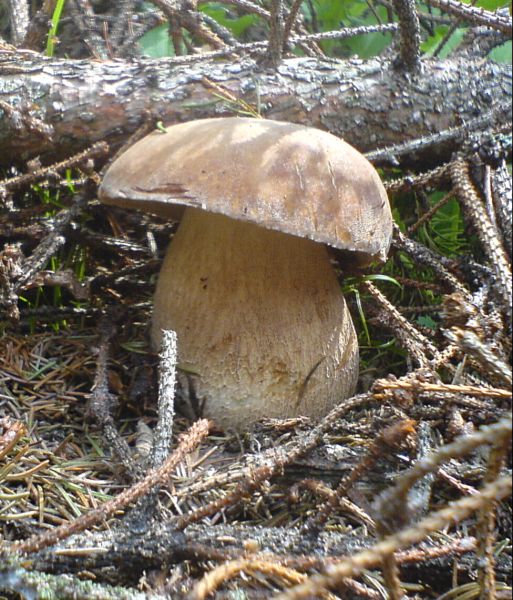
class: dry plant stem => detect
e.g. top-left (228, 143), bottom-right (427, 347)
top-left (14, 192), bottom-right (87, 293)
top-left (150, 330), bottom-right (176, 468)
top-left (384, 162), bottom-right (452, 194)
top-left (0, 142), bottom-right (109, 191)
top-left (492, 161), bottom-right (513, 258)
top-left (87, 313), bottom-right (140, 478)
top-left (8, 0), bottom-right (30, 46)
top-left (110, 0), bottom-right (136, 48)
top-left (283, 0), bottom-right (303, 52)
top-left (198, 0), bottom-right (271, 19)
top-left (189, 558), bottom-right (306, 600)
top-left (0, 556), bottom-right (163, 600)
top-left (451, 161), bottom-right (513, 327)
top-left (177, 394), bottom-right (370, 529)
top-left (372, 379), bottom-right (511, 400)
top-left (10, 419), bottom-right (209, 554)
top-left (392, 0), bottom-right (420, 73)
top-left (151, 0), bottom-right (225, 49)
top-left (408, 190), bottom-right (454, 235)
top-left (427, 0), bottom-right (512, 37)
top-left (392, 227), bottom-right (469, 298)
top-left (275, 477), bottom-right (511, 600)
top-left (445, 327), bottom-right (513, 387)
top-left (68, 0), bottom-right (109, 60)
top-left (267, 0), bottom-right (285, 67)
top-left (303, 419), bottom-right (414, 536)
top-left (477, 441), bottom-right (510, 600)
top-left (379, 414), bottom-right (512, 531)
top-left (363, 281), bottom-right (439, 366)
top-left (365, 102), bottom-right (511, 165)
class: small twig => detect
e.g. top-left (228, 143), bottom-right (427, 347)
top-left (362, 281), bottom-right (439, 366)
top-left (408, 190), bottom-right (454, 235)
top-left (189, 558), bottom-right (306, 600)
top-left (492, 161), bottom-right (513, 258)
top-left (87, 312), bottom-right (140, 478)
top-left (392, 226), bottom-right (469, 297)
top-left (8, 0), bottom-right (30, 46)
top-left (11, 419), bottom-right (209, 554)
top-left (392, 0), bottom-right (420, 73)
top-left (303, 419), bottom-right (414, 537)
top-left (378, 415), bottom-right (512, 531)
top-left (0, 142), bottom-right (109, 191)
top-left (477, 440), bottom-right (510, 600)
top-left (365, 102), bottom-right (511, 165)
top-left (267, 0), bottom-right (284, 68)
top-left (445, 327), bottom-right (512, 387)
top-left (275, 477), bottom-right (511, 600)
top-left (372, 379), bottom-right (511, 400)
top-left (177, 394), bottom-right (369, 529)
top-left (150, 330), bottom-right (176, 468)
top-left (451, 160), bottom-right (513, 327)
top-left (384, 163), bottom-right (451, 194)
top-left (283, 0), bottom-right (303, 52)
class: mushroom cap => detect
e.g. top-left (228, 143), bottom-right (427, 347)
top-left (99, 117), bottom-right (392, 260)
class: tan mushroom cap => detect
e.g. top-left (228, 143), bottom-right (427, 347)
top-left (99, 117), bottom-right (392, 260)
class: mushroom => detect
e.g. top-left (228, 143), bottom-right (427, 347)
top-left (99, 117), bottom-right (392, 430)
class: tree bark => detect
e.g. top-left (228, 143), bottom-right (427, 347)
top-left (0, 50), bottom-right (511, 165)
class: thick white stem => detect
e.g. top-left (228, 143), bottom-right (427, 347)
top-left (152, 208), bottom-right (358, 429)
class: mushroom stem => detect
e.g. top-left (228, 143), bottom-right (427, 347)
top-left (152, 208), bottom-right (358, 429)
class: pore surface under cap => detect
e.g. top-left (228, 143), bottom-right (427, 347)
top-left (100, 117), bottom-right (392, 260)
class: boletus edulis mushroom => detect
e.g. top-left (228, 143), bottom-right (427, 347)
top-left (99, 117), bottom-right (392, 430)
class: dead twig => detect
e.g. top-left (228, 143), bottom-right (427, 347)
top-left (276, 476), bottom-right (511, 600)
top-left (10, 419), bottom-right (209, 554)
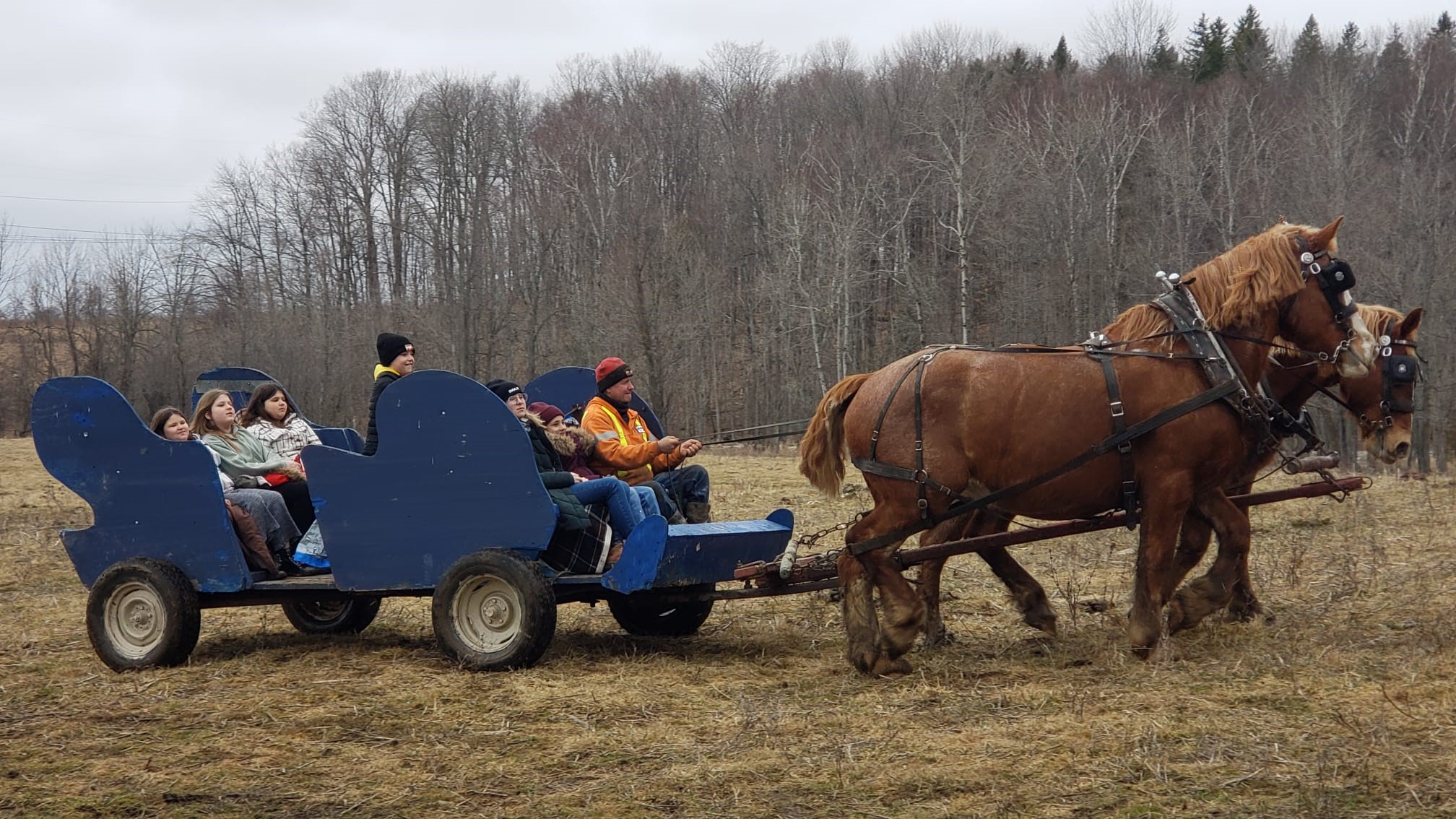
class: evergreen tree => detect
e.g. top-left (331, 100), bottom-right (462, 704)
top-left (1005, 46), bottom-right (1032, 74)
top-left (1184, 14), bottom-right (1229, 83)
top-left (1335, 22), bottom-right (1364, 63)
top-left (1431, 12), bottom-right (1456, 43)
top-left (1288, 14), bottom-right (1325, 73)
top-left (1229, 6), bottom-right (1273, 77)
top-left (1374, 26), bottom-right (1411, 77)
top-left (1424, 12), bottom-right (1456, 54)
top-left (1143, 26), bottom-right (1178, 74)
top-left (1050, 35), bottom-right (1078, 74)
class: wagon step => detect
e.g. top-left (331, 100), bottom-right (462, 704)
top-left (734, 475), bottom-right (1370, 596)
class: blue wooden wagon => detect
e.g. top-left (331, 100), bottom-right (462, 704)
top-left (30, 367), bottom-right (794, 670)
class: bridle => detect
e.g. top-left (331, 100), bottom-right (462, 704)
top-left (1360, 335), bottom-right (1423, 431)
top-left (1271, 326), bottom-right (1424, 433)
top-left (1290, 236), bottom-right (1358, 364)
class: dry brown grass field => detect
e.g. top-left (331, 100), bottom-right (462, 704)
top-left (0, 440), bottom-right (1456, 818)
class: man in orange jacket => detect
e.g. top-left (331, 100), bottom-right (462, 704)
top-left (581, 357), bottom-right (712, 523)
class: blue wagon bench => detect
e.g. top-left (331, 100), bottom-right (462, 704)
top-left (30, 367), bottom-right (794, 670)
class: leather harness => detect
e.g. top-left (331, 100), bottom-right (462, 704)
top-left (846, 258), bottom-right (1354, 555)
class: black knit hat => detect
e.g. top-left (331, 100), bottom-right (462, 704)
top-left (374, 332), bottom-right (415, 367)
top-left (485, 379), bottom-right (521, 401)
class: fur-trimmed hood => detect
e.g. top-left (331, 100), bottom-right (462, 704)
top-left (546, 427), bottom-right (597, 458)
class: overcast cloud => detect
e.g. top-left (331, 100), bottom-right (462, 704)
top-left (0, 0), bottom-right (1443, 236)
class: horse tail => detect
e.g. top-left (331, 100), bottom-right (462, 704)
top-left (800, 373), bottom-right (874, 495)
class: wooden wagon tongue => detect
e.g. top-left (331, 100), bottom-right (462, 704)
top-left (734, 474), bottom-right (1370, 589)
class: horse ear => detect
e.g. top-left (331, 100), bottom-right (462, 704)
top-left (1395, 308), bottom-right (1423, 339)
top-left (1309, 216), bottom-right (1346, 251)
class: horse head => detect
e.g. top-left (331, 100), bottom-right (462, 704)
top-left (1340, 308), bottom-right (1421, 464)
top-left (1278, 216), bottom-right (1376, 379)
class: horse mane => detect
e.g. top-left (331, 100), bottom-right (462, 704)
════════
> _TASK OBJECTIVE_
Rewrite all the records above with "detect" swapped for "locate" and everything else unchanged. Omit the pictures.

> _EXERCISE RESPONSE_
class: dry plant stem => locate
e.g. top-left (228, 143), bottom-right (427, 347)
top-left (14, 192), bottom-right (87, 293)
top-left (150, 330), bottom-right (176, 468)
top-left (384, 162), bottom-right (452, 194)
top-left (0, 142), bottom-right (109, 191)
top-left (492, 161), bottom-right (513, 258)
top-left (87, 313), bottom-right (140, 478)
top-left (8, 0), bottom-right (30, 46)
top-left (110, 0), bottom-right (136, 48)
top-left (283, 0), bottom-right (303, 52)
top-left (198, 0), bottom-right (271, 19)
top-left (189, 558), bottom-right (306, 600)
top-left (0, 556), bottom-right (163, 600)
top-left (451, 161), bottom-right (513, 327)
top-left (177, 394), bottom-right (370, 529)
top-left (372, 379), bottom-right (511, 400)
top-left (10, 419), bottom-right (209, 554)
top-left (392, 0), bottom-right (420, 73)
top-left (151, 0), bottom-right (225, 49)
top-left (408, 190), bottom-right (454, 235)
top-left (427, 0), bottom-right (512, 37)
top-left (392, 227), bottom-right (469, 298)
top-left (275, 477), bottom-right (511, 600)
top-left (445, 327), bottom-right (513, 387)
top-left (68, 0), bottom-right (109, 60)
top-left (267, 0), bottom-right (285, 67)
top-left (303, 419), bottom-right (414, 536)
top-left (477, 441), bottom-right (510, 600)
top-left (379, 414), bottom-right (512, 531)
top-left (363, 281), bottom-right (439, 366)
top-left (365, 102), bottom-right (511, 165)
class: small twig => locate
e.g. top-left (228, 143), bottom-right (427, 347)
top-left (362, 281), bottom-right (439, 366)
top-left (408, 190), bottom-right (454, 235)
top-left (189, 558), bottom-right (306, 600)
top-left (492, 161), bottom-right (513, 258)
top-left (87, 312), bottom-right (140, 478)
top-left (392, 226), bottom-right (469, 297)
top-left (8, 0), bottom-right (30, 46)
top-left (11, 419), bottom-right (209, 554)
top-left (392, 0), bottom-right (420, 73)
top-left (303, 419), bottom-right (414, 537)
top-left (378, 415), bottom-right (512, 531)
top-left (0, 142), bottom-right (109, 191)
top-left (477, 440), bottom-right (510, 600)
top-left (365, 102), bottom-right (511, 165)
top-left (267, 0), bottom-right (284, 68)
top-left (445, 327), bottom-right (512, 387)
top-left (275, 477), bottom-right (511, 600)
top-left (372, 379), bottom-right (511, 400)
top-left (177, 394), bottom-right (369, 529)
top-left (150, 330), bottom-right (176, 468)
top-left (451, 160), bottom-right (513, 327)
top-left (384, 163), bottom-right (451, 194)
top-left (283, 0), bottom-right (303, 52)
class: mushroom cap => locate
e.g. top-left (228, 143), bottom-right (427, 347)
top-left (99, 117), bottom-right (392, 260)
class: tan mushroom cap => locate
e.g. top-left (228, 143), bottom-right (427, 347)
top-left (99, 117), bottom-right (392, 260)
class: mushroom => locate
e.g. top-left (228, 143), bottom-right (427, 347)
top-left (99, 117), bottom-right (392, 430)
class: tree bark => locate
e.g. top-left (228, 143), bottom-right (427, 347)
top-left (0, 50), bottom-right (511, 165)
class: thick white stem => locate
e.g. top-left (228, 143), bottom-right (427, 347)
top-left (152, 208), bottom-right (358, 429)
class: mushroom stem => locate
e.g. top-left (228, 143), bottom-right (427, 347)
top-left (152, 208), bottom-right (358, 429)
class: pore surface under cap => locate
e.g. top-left (228, 143), bottom-right (427, 347)
top-left (100, 117), bottom-right (392, 260)
class: boletus edulis mushroom => locate
e.g. top-left (228, 143), bottom-right (427, 347)
top-left (99, 117), bottom-right (392, 430)
class: dead twig => locate
e.g. top-left (228, 143), bottom-right (427, 347)
top-left (276, 476), bottom-right (511, 600)
top-left (10, 419), bottom-right (209, 554)
class: evergreen tree => locate
e.g. top-left (331, 100), bottom-right (462, 704)
top-left (1005, 46), bottom-right (1032, 74)
top-left (1184, 14), bottom-right (1229, 83)
top-left (1335, 22), bottom-right (1364, 63)
top-left (1431, 12), bottom-right (1456, 43)
top-left (1288, 14), bottom-right (1325, 73)
top-left (1229, 6), bottom-right (1273, 77)
top-left (1374, 26), bottom-right (1411, 77)
top-left (1424, 12), bottom-right (1456, 54)
top-left (1143, 26), bottom-right (1178, 74)
top-left (1050, 35), bottom-right (1078, 74)
class: wagon step => locate
e.g. top-left (331, 100), bottom-right (462, 704)
top-left (734, 475), bottom-right (1370, 596)
class: blue wooden wagon => locate
e.g. top-left (331, 100), bottom-right (462, 704)
top-left (30, 367), bottom-right (794, 670)
class: bridle => locate
e.g. top-left (331, 100), bottom-right (462, 704)
top-left (1360, 335), bottom-right (1423, 431)
top-left (1271, 326), bottom-right (1424, 433)
top-left (1290, 236), bottom-right (1358, 364)
class: dry brown grass field => locate
e.g. top-left (331, 100), bottom-right (462, 704)
top-left (0, 440), bottom-right (1456, 818)
class: man in orange jacket => locate
e.g. top-left (331, 100), bottom-right (462, 704)
top-left (581, 357), bottom-right (712, 523)
class: blue wagon bench => locate
e.g. top-left (331, 100), bottom-right (462, 704)
top-left (30, 367), bottom-right (794, 670)
class: leather harness => locate
e.g. top-left (331, 100), bottom-right (462, 704)
top-left (846, 258), bottom-right (1354, 555)
class: black knit hat => locate
e.g. top-left (331, 100), bottom-right (462, 704)
top-left (374, 332), bottom-right (415, 367)
top-left (485, 379), bottom-right (521, 401)
class: fur-trimmed hood => locate
e.g. top-left (331, 100), bottom-right (462, 704)
top-left (546, 427), bottom-right (597, 458)
class: overcast cloud => locate
e.g. top-left (331, 100), bottom-right (462, 704)
top-left (0, 0), bottom-right (1443, 236)
class: horse tail => locate
e.g. top-left (331, 100), bottom-right (462, 704)
top-left (800, 373), bottom-right (874, 495)
class: wooden wagon tongue => locate
e.g. top-left (331, 100), bottom-right (462, 704)
top-left (734, 474), bottom-right (1370, 589)
class: horse ear => locate
e.g. top-left (331, 100), bottom-right (462, 704)
top-left (1395, 308), bottom-right (1423, 339)
top-left (1309, 216), bottom-right (1346, 251)
class: horse head => locate
e.g. top-left (331, 100), bottom-right (462, 704)
top-left (1340, 308), bottom-right (1421, 464)
top-left (1278, 216), bottom-right (1376, 379)
class: horse mane => locate
e.g. top-left (331, 100), bottom-right (462, 704)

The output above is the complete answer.